### Given records

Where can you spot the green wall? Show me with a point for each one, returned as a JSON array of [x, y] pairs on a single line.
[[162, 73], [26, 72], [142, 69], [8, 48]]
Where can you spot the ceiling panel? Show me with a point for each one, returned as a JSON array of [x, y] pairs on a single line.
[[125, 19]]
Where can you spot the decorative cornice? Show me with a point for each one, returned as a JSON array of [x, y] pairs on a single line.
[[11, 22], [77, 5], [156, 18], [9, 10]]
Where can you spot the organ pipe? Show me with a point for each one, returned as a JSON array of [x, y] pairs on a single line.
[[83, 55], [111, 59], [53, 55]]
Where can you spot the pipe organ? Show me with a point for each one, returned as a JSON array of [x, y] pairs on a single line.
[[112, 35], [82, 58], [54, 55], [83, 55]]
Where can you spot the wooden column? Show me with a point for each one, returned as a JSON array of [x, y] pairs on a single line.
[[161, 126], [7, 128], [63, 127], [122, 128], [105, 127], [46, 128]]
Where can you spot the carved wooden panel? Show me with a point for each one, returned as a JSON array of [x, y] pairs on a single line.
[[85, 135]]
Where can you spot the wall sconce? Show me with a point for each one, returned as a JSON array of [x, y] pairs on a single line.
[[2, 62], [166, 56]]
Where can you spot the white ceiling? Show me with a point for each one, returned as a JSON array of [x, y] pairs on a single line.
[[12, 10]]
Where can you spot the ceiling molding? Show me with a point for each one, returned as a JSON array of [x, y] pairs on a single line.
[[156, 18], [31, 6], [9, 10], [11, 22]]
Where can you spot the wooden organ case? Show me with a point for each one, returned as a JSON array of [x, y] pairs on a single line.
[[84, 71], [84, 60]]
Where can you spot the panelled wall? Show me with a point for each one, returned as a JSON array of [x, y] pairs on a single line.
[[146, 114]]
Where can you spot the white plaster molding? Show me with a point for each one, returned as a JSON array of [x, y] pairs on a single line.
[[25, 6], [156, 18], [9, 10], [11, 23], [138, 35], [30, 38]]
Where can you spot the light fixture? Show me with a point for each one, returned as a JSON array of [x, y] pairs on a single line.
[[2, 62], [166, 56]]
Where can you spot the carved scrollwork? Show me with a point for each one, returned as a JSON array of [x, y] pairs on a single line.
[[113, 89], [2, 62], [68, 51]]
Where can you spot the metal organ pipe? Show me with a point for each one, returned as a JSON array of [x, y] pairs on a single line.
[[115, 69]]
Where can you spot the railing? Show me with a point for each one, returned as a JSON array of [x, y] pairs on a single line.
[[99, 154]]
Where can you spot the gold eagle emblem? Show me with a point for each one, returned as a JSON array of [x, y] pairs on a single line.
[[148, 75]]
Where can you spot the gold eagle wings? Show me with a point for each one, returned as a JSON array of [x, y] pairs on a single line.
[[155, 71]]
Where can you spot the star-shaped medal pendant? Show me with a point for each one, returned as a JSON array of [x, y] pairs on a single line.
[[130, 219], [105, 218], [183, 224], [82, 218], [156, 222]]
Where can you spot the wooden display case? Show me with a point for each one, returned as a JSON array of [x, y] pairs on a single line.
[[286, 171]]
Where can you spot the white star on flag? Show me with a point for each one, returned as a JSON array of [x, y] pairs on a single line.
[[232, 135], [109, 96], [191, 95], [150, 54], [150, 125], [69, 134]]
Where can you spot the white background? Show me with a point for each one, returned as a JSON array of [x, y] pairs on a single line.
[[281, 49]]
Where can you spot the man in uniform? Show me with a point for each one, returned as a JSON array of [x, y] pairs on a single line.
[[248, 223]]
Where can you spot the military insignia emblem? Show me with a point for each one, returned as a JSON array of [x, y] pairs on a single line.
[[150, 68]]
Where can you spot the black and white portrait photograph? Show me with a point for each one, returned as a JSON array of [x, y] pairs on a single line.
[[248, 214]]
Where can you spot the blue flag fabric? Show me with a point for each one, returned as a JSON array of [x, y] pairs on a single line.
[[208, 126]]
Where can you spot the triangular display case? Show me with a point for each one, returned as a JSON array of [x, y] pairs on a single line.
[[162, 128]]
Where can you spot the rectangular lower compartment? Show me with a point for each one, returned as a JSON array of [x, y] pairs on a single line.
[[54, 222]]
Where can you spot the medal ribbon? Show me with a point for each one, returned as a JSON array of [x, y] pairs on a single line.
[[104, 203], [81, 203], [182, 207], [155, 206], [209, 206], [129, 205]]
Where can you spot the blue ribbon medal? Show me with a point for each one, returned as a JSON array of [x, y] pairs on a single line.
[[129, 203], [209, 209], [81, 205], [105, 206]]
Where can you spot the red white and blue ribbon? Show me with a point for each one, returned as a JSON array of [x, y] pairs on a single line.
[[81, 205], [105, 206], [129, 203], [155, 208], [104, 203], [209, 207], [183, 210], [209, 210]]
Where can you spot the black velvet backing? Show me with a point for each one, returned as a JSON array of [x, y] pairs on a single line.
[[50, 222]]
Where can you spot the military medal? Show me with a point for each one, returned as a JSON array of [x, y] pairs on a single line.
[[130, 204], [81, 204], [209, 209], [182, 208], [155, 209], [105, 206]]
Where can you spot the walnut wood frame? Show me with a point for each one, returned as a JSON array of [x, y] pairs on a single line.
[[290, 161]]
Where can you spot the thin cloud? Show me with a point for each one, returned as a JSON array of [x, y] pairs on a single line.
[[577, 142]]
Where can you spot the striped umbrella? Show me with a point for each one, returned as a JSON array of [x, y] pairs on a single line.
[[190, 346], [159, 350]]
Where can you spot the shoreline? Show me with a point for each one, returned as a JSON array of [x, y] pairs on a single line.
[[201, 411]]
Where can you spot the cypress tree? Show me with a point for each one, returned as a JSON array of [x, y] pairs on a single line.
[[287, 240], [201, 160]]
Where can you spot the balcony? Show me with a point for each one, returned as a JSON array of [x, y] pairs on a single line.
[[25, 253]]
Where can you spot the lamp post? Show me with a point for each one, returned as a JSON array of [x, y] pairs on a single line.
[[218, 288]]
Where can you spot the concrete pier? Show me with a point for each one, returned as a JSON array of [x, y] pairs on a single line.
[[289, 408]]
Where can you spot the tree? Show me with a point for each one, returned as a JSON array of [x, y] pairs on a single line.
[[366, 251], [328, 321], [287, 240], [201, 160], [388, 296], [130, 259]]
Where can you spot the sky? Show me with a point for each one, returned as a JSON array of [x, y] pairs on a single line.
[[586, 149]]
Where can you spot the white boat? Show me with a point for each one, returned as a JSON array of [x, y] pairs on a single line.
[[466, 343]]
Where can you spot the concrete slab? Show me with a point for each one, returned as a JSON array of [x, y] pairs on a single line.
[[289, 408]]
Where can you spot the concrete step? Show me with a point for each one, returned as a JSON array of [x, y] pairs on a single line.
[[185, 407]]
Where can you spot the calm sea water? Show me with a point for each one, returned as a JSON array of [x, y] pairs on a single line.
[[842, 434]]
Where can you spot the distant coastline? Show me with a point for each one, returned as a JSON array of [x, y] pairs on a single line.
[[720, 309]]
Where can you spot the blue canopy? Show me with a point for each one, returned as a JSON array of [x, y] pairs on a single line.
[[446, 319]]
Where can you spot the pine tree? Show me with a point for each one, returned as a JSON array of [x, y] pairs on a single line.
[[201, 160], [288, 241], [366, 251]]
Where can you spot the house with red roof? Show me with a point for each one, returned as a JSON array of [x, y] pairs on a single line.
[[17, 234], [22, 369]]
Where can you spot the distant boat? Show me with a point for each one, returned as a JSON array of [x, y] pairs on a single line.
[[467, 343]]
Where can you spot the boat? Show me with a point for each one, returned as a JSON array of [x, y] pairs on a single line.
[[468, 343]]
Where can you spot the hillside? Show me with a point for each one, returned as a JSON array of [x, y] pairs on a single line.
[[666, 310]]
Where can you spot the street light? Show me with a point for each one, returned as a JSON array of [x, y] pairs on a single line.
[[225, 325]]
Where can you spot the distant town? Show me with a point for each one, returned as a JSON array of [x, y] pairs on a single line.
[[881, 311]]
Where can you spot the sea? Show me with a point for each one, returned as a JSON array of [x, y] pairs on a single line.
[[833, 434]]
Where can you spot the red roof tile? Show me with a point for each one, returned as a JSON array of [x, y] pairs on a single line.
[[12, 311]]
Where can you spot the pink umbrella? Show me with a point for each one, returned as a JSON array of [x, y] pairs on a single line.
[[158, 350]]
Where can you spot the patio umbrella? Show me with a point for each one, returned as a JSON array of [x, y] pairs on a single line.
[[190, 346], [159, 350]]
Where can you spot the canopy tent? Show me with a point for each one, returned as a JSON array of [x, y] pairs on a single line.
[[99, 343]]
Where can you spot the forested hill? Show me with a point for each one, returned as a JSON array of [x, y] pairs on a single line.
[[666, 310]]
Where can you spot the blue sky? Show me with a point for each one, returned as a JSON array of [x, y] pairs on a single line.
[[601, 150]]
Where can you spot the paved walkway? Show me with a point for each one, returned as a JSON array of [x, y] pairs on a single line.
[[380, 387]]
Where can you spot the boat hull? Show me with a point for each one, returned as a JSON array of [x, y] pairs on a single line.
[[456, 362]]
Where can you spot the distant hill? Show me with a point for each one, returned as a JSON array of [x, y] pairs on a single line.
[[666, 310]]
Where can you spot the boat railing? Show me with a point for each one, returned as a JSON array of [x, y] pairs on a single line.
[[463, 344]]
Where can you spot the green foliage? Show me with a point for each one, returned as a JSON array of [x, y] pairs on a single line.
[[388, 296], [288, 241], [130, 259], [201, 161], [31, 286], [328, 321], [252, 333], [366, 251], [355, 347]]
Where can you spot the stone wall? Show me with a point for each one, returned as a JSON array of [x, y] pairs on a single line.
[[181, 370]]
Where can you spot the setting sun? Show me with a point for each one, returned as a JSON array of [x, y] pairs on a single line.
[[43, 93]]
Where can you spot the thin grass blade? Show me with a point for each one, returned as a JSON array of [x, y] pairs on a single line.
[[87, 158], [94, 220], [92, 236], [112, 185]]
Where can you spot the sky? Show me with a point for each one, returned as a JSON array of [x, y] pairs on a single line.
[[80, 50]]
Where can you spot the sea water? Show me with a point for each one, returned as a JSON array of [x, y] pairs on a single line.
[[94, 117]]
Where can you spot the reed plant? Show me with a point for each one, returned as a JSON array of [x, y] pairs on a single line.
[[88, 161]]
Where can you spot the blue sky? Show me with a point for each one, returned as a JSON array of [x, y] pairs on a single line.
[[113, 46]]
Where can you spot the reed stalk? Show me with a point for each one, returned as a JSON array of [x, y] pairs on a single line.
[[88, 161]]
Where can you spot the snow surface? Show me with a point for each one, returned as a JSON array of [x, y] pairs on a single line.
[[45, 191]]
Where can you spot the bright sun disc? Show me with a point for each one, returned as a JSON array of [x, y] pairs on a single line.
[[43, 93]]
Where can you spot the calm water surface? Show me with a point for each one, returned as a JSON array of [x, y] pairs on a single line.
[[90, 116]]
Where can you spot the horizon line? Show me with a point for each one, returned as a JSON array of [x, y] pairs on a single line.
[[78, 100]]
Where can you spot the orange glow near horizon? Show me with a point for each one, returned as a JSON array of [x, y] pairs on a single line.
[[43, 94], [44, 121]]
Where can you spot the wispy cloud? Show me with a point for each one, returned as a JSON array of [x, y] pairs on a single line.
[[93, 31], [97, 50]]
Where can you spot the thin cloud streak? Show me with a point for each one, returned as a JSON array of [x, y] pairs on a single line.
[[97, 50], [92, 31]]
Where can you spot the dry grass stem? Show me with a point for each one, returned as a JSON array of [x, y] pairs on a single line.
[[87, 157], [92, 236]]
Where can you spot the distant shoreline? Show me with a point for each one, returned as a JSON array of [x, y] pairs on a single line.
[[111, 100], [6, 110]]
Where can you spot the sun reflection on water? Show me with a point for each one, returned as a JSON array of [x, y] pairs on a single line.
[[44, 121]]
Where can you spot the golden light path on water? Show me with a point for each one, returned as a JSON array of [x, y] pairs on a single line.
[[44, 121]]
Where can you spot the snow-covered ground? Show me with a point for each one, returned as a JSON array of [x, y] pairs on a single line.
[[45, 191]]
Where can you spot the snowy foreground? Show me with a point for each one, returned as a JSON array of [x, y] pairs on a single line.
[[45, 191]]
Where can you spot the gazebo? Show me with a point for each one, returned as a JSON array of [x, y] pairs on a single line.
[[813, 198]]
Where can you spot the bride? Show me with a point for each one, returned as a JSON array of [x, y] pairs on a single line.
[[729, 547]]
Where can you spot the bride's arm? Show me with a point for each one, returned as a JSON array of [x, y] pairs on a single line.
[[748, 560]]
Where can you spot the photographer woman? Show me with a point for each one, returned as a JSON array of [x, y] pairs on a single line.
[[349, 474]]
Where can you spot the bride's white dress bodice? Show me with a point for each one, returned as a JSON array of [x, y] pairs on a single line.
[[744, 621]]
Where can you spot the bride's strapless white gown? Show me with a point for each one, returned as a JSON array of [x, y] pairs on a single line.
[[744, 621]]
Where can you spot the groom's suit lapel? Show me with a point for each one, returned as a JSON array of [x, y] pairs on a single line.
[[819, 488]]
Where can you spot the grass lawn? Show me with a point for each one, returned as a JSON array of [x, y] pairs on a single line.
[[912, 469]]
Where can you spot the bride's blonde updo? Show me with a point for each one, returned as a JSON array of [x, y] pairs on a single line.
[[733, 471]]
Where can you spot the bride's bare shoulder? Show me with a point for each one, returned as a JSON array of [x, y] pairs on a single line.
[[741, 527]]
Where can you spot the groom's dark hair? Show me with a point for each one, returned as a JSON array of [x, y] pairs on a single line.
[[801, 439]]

######

Problem to solve:
Please extract the lines from the one containing "Where can you spot the paved" up to and including the one containing "[[94, 117]]", copying each character for character.

The response:
Where can you spot the paved walkway? Show me with a point for each one, returned as a JSON array of [x, y] pairs on a single line.
[[380, 387]]
Where can you spot the boat hull? Show me with a point for each one, returned as a JSON array of [x, y] pairs on a single line.
[[456, 362]]
Where can you spot the distant hill? Show me with a point for each one, returned as a JSON array of [x, y] pairs on a single line.
[[666, 310]]
Where can you spot the boat railing? Show me with a point for each one, returned as a JSON array of [x, y] pairs on a single line.
[[463, 344]]
Where can you spot the green foliage? Show me with a point for each one, returned as a JSON array of [x, y] pairs on a single line.
[[388, 296], [288, 241], [130, 259], [201, 161], [31, 286], [328, 321], [252, 333], [366, 251], [355, 347]]
Where can you spot the stone wall? Show me with a point for each one, returned as a JSON array of [x, y] pairs on a single line.
[[181, 370]]
Where can you spot the setting sun? Show me with a point for each one, returned as a JSON array of [x, y] pairs on a single line.
[[43, 93]]
Where can you spot the thin grass blade? Show me with a point for each one, returned as a JSON array of [x, y] pairs on a single line.
[[87, 158], [94, 220], [92, 236], [112, 185]]
Where can you spot the sky? Show me with a point for each one, returned as a JSON array of [x, y] pairs on a single line.
[[80, 50]]
Where can you spot the sea water? Show me with a point for each one, returned as a JSON array of [x, y] pairs on a single line.
[[94, 117]]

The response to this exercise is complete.